======== Exercise materials

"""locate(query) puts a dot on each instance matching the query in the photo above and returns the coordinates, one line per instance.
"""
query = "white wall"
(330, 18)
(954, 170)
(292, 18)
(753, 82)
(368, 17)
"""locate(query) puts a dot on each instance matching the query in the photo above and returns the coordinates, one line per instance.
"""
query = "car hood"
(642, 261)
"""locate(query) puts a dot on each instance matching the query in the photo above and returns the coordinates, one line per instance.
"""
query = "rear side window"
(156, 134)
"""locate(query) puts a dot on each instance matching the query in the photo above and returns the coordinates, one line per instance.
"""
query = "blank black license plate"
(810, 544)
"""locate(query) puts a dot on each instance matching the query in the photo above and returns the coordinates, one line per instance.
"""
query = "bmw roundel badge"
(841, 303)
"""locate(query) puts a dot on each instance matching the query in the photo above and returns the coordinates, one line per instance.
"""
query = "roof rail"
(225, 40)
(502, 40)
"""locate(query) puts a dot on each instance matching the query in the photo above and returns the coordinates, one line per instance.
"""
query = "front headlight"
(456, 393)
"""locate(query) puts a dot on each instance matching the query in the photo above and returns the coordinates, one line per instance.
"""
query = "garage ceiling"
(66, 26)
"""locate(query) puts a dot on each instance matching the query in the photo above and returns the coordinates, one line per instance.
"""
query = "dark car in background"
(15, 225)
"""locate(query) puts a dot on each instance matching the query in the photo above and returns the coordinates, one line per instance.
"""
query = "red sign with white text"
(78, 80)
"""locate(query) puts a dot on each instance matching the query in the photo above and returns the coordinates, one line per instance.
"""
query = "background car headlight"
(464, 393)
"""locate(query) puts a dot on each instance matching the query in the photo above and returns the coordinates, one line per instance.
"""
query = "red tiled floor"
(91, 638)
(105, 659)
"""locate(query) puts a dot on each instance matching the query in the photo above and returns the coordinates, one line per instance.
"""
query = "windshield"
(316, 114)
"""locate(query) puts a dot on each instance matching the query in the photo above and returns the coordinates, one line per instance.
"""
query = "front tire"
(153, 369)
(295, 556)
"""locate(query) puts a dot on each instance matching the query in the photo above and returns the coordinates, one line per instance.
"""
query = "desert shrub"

================

What is expected - Reproduce all the records precisely.

Solution to this exercise -
"""locate(query) puts a dot on each instance matching the query in the photo above and returns the coordinates, one line per instance.
"""
query = "white wall"
(330, 18)
(954, 170)
(292, 18)
(753, 82)
(368, 17)
"""locate(query) puts a dot on each instance matching the query in the photo above and returns the coordinates, one line per instance.
"""
query = "car hood"
(642, 261)
"""locate(query) puts a dot on each instance matching the query in the photo above and returns the coordinates, one line per instance.
"""
query = "rear side window"
(156, 134)
"""locate(query) puts a dot on each instance matching the query in the photo above and returns the coordinates, one line per instance.
"""
query = "blank black license plate"
(810, 544)
"""locate(query) puts a dot on each instance matching the query in the photo above and returns the coordinates, one line per instance.
"""
query = "bmw roundel badge"
(841, 303)
"""locate(query) puts a dot on each instance matching the query in the photo above and returns the coordinates, one line per instance.
"""
query = "roof rail"
(225, 40)
(502, 40)
"""locate(query) puts a dot on each instance matching the query in the photo above and returns the coordinates, one line per instance.
"""
query = "front headlight"
(456, 393)
"""locate(query) puts a dot on each instance matching the query in the photo above and returns the coordinates, one line per instance.
"""
query = "garage ceiling"
(66, 26)
"""locate(query) puts a dot on each instance matching the query in the photo above and returns the coordinates, one line per instance.
"""
query = "dark car in background"
(15, 225)
"""locate(query) puts a dot on each instance matching the query in the photo above and returns the coordinates, one line per instance.
"""
query = "red sign with white text"
(78, 80)
"""locate(query) puts a dot on each instance matching the query in the photo above and returns the coordinates, one line per instance.
"""
query = "background car headlight"
(464, 393)
"""locate(query) puts a dot on each instance matching the query in the photo above and returns the coordinates, one line per instance.
"""
query = "red tiled floor"
(91, 638)
(105, 659)
"""locate(query) puts a dot on each instance matching the query in the photo above and returns the coordinates, one line per instance.
"""
query = "windshield"
(316, 114)
"""locate(query) puts a dot on each instance matching the query in the photo above and returns the coordinates, one line per instance.
"""
query = "front tire"
(153, 369)
(295, 556)
"""locate(query) puts a dot on each instance matching the query in the photo above and returns the coordinates, one line per instance.
"""
query = "desert shrub"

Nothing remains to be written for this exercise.